Raw entries:
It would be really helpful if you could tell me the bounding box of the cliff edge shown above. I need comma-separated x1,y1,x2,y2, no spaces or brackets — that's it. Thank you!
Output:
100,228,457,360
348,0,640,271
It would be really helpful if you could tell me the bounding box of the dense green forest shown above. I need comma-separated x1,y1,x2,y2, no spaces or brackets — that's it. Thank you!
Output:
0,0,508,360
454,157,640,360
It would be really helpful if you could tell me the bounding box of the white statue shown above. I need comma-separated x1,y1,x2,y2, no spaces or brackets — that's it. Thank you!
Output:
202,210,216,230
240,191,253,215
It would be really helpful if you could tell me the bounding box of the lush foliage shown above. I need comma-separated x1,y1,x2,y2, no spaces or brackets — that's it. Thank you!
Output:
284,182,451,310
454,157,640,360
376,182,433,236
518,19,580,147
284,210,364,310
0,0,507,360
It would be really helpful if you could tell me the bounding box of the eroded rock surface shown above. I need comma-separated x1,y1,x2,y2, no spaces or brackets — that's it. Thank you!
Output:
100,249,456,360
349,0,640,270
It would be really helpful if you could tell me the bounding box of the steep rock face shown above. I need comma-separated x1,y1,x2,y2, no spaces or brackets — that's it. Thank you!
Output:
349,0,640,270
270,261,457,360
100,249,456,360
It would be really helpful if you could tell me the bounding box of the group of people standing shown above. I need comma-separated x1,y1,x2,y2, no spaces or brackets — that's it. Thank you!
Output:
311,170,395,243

Work to be completed —
Quote all of the entries above verbatim, reproducing every line without alteration.

Answer to this problem —
It would be really helpful if you could tell me the bounding box of the cliff edge shown above. I need comma-separated x1,y1,x2,y2, no spaces or brackets — that's it. Thank you!
Output:
100,228,457,360
348,0,640,271
It would be really helpful if you could tell me the bounding box of the dense green forest shown above. I need comma-separated x1,y1,x2,y2, no spaces or brackets — that's it. Thank you!
Output:
0,0,508,360
454,157,640,360
It would be really helpful if you could tell me the bounding box of the white statue shown above. I need comma-separated x1,y1,x2,y2, no spaces or brackets — that's it. Thank you!
Output:
202,210,216,230
240,191,253,215
It would be really helpful if you could tell me the bounding box of the lush foliage shown above. I need comma-separated x1,y1,x2,y2, no spaces or brackets — that's it. Thank you!
Output:
284,182,451,310
454,157,640,360
376,182,433,236
518,19,580,147
284,210,364,310
0,0,507,360
It would be really helpful if you could tell me the bounding box of the eroded rock surface shown above. I need comma-separated x1,y1,x2,y2, no spaces or brackets — that's it. Thank you!
Output:
100,249,456,360
349,0,640,270
It would be really helpful if you could tell me the bounding box of the steep rock face shown above. I need comma-separated x1,y1,x2,y2, no spaces or brackets — that's it. Thank you!
Output:
349,0,640,270
270,261,457,360
100,249,456,360
It would be really helpful if you could tell me the bounding box of the group of people standing shown above. I need comma-separated x1,y1,x2,y2, no spaces or brackets — that's it. Thank you!
Output:
311,170,395,243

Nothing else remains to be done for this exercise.